> _EXTRAIT_:
○ ○ ○

Etonnant de la part des membres d’une communauté dont le crédo est la connaissance scientifique et l’analyse objective. Quand les universitaires se laissent aller à l’émotion et aux états d’âme à la place de la réflexion, ils dérogent à leur fonction et rôle.

Nul ne peut ignorer que le conflit israélo-palestinien est l’un des problèmes géopolitiques les plus complexes et passionnels de l’histoire contemporaine qui exige de ce fait la rupture avec les discours doctrinaires et la propagande souvent à l’origine de tous les dérapages, y compris académique. Le sort et le destin du peuple palestinien sont malheureusement l’objet d’instrumentalisations largement usitées par les politiciens et les journalistes.

Par conséquent, c’est en déconstruisant "la normalisation fourre-tout" et en la contextualisant, qu’on peut voir un peu plus clair et que l’on peut faire avancer la cause palestinienne loin des gesticulations dépourvues de toute efficacité. L’arme de tout universitaire face aux faits sociaux et politiques c’est "la distance critique", seul moyen pour rompre avec le sens commun, et les idées toutes faites.

Ceci nous amène à avancer les considérations suivantes :

Primo : Parmi nos citoyens, la conviction la plus partagée est qu’Israël est habité par des juifs indifféremment  sionistes et qui ne peuvent être de ce fait que nos ennemis.

Ce genre de discours est de nature à déformer à dessein la réalité. En Israël il y a certainement une majorité de sionistes mais il y a également des juifs qui militent pour la paix et le droit du peuple palestinien à un Etat indépendant sur sa terre. Ces israéliens sont les soutiens et les amis des Palestiniens. Doit-on les combattre, les boycotter et refuser toute proximité avec eux ?

LA PALESTINE, TERRE SAINTE DES 3 RELIGIONS MONOTHEISTES

Secundo : sur le plan académique, Israël engage des moyens financiers et humains faramineux pour que l’idéologie sioniste se pare d’un accoutrement scientifique, en particulier, en histoire et en archéologie. Les universitaires sont appelés par la droite israélienne, Netanyahu en tête, à multiplier recherches, publications et diffusées toutes sortes de publics.

L’objectif est que la recherche scientifique légitime la propagande politique qui prétend que  tout le territoire situé entre le Jourdain et la mer Méditerranée appartient aux juifs, que Jérusalem est « la capitale unie et éternelle » du « peuple juif » et que la Cisjordanie est la « Judée et Samarie ».

Les politiciens israéliens utilisent la recherche pour affirmer qu’il n’y a pas d’occupation dans la mesure où les juifs ne font tout simplement que recouvrer et reprendre possession de la terre de leurs ancêtres.

Face à ce type de discours et de production scientifique, des universitaires tunisiens appellent au boycott de ses auteurs et de ses destinataires.

Nous sommes là en plein confusionnisme car fuir la confrontation à coups de déclarations enflammées c’est paradoxalement reconnaître qu’on n’a pas réussi sur le plan du savoir, à réfuter les idées sionistes, le seul domaine qui soit à la portée des universitaires.

○ ○ ○

> _TRAVAIL À RÉALISER_:
1. Relevez toutes les expressions que l'extrait place entre guillemets.
2. D'après l'extrait, quelle est l'arme de tout universitaire face aux faits sociaux et politiques ?
3. Recopiez fidèlement l'extrait à partir des mots contenant « Face à ce type » et arrêtez-vous après « portée des universitaires. ».

○ ○ ○

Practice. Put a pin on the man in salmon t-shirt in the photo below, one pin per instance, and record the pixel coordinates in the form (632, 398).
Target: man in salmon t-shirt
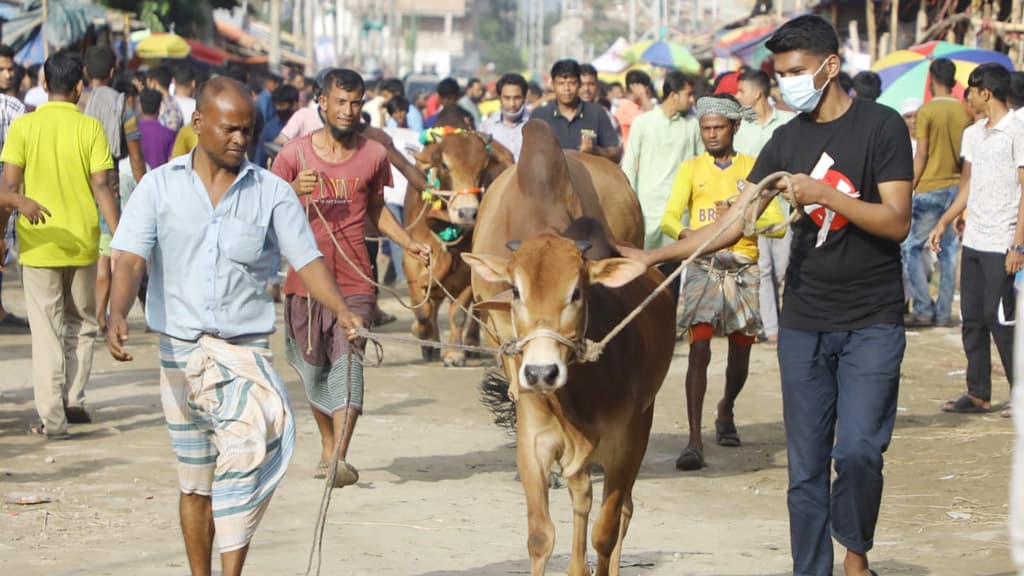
(340, 176)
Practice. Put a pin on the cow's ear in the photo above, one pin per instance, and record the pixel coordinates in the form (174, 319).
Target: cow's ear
(615, 272)
(423, 158)
(498, 302)
(491, 269)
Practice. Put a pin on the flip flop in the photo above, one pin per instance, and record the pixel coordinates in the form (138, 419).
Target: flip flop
(40, 430)
(726, 435)
(322, 468)
(690, 459)
(964, 405)
(346, 475)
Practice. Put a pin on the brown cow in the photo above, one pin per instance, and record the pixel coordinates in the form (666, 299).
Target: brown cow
(463, 164)
(571, 412)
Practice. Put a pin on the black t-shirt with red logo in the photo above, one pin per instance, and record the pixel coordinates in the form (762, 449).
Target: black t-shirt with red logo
(845, 278)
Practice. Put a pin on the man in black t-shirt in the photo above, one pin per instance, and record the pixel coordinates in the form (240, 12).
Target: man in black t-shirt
(842, 340)
(578, 125)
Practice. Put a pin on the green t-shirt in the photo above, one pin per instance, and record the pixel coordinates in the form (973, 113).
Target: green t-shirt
(58, 148)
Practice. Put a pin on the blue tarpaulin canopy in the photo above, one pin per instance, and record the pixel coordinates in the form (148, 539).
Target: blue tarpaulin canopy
(67, 23)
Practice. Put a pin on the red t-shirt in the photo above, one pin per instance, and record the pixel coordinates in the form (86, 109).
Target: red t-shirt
(342, 196)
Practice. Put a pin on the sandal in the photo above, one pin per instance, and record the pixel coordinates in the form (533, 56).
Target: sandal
(40, 430)
(690, 459)
(345, 475)
(322, 468)
(726, 435)
(964, 405)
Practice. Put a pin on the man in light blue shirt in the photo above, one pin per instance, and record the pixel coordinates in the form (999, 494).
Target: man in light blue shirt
(659, 140)
(209, 224)
(773, 253)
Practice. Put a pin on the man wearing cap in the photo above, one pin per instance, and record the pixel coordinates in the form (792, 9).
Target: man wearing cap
(940, 124)
(721, 290)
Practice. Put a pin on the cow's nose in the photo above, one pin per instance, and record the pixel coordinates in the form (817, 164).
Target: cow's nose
(543, 373)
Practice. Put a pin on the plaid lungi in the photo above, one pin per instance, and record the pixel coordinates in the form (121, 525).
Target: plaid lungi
(722, 290)
(230, 426)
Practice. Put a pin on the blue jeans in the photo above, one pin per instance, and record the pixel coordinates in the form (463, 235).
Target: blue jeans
(928, 208)
(839, 402)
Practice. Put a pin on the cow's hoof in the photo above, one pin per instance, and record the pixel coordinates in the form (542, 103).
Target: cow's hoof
(430, 354)
(455, 361)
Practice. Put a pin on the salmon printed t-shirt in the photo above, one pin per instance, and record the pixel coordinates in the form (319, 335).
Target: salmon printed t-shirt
(342, 196)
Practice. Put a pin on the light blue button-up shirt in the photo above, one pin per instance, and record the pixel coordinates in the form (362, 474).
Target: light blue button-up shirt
(209, 265)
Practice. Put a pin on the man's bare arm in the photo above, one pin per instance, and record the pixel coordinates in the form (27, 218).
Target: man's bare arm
(107, 199)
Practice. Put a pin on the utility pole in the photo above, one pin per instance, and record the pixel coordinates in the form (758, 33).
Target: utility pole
(310, 55)
(274, 35)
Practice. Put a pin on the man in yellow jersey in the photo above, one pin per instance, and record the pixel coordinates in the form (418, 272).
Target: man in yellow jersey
(720, 293)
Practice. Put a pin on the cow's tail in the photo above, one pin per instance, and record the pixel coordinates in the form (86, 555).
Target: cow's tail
(495, 395)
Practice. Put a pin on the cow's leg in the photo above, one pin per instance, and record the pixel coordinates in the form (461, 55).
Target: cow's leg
(606, 527)
(457, 320)
(638, 447)
(534, 459)
(582, 493)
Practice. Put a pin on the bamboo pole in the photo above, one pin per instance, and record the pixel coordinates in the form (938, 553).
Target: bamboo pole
(919, 32)
(872, 36)
(274, 35)
(308, 27)
(894, 26)
(42, 31)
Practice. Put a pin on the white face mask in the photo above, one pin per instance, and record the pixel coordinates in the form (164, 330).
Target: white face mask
(799, 91)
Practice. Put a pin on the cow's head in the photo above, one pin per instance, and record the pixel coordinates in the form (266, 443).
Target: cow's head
(549, 279)
(456, 164)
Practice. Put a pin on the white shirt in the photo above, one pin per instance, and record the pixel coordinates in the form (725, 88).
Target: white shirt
(408, 142)
(36, 96)
(994, 154)
(187, 106)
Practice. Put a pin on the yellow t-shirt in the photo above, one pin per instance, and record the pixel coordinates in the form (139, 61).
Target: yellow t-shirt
(698, 184)
(185, 140)
(59, 149)
(941, 122)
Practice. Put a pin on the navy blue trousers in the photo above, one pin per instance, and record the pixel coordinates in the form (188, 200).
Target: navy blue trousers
(839, 399)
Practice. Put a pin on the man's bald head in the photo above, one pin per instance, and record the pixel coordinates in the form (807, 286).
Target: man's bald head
(223, 121)
(222, 87)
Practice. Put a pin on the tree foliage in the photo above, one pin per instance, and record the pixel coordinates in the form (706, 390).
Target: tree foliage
(188, 17)
(497, 34)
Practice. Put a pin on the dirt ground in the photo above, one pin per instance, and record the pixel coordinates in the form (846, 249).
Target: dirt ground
(437, 494)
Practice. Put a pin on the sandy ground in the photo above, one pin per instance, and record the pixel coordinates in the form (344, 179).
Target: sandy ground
(437, 494)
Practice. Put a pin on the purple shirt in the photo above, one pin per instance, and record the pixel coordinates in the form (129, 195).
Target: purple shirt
(157, 140)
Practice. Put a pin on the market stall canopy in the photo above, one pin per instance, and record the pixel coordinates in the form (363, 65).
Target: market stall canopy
(612, 60)
(904, 73)
(163, 46)
(67, 23)
(665, 54)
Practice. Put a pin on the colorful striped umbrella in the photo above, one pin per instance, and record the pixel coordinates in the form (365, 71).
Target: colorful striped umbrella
(665, 54)
(904, 73)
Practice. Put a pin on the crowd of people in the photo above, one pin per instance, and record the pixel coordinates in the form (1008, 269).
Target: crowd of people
(228, 174)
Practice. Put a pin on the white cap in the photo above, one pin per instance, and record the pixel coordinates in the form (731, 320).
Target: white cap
(909, 106)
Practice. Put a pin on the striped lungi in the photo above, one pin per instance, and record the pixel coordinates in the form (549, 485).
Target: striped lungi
(317, 347)
(722, 290)
(230, 425)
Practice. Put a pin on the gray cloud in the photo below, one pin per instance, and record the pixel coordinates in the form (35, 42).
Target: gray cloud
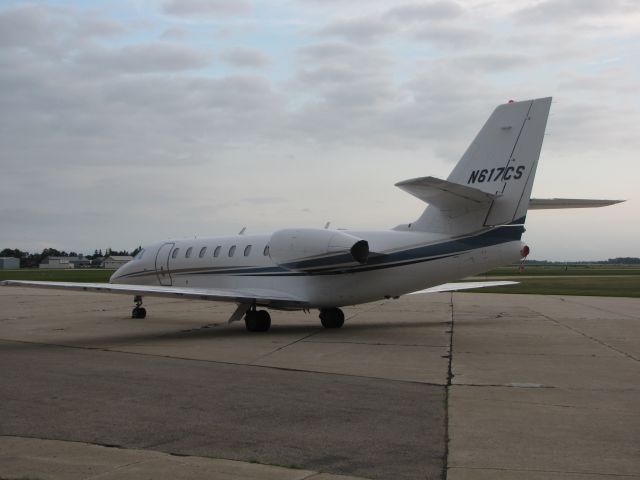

○ ○ ○

> _CORRIGÉS_:
1.
- "la normalisation fourre-tout"
- "la distance critique"
- « la capitale unie et éternelle »
- « peuple juif »
- « Judée et Samarie »

2. La distance critique.

3.
Face à ce type de discours et de production scientifique, des universitaires tunisiens appellent au boycott de ses auteurs et de ses destinataires.

Nous sommes là en plein confusionnisme car fuir la confrontation à coups de déclarations enflammées c’est paradoxalement reconnaître qu’on n’a pas réussi sur le plan du savoir, à réfuter les idées sionistes, le seul domaine qui soit à la portée des universitaires.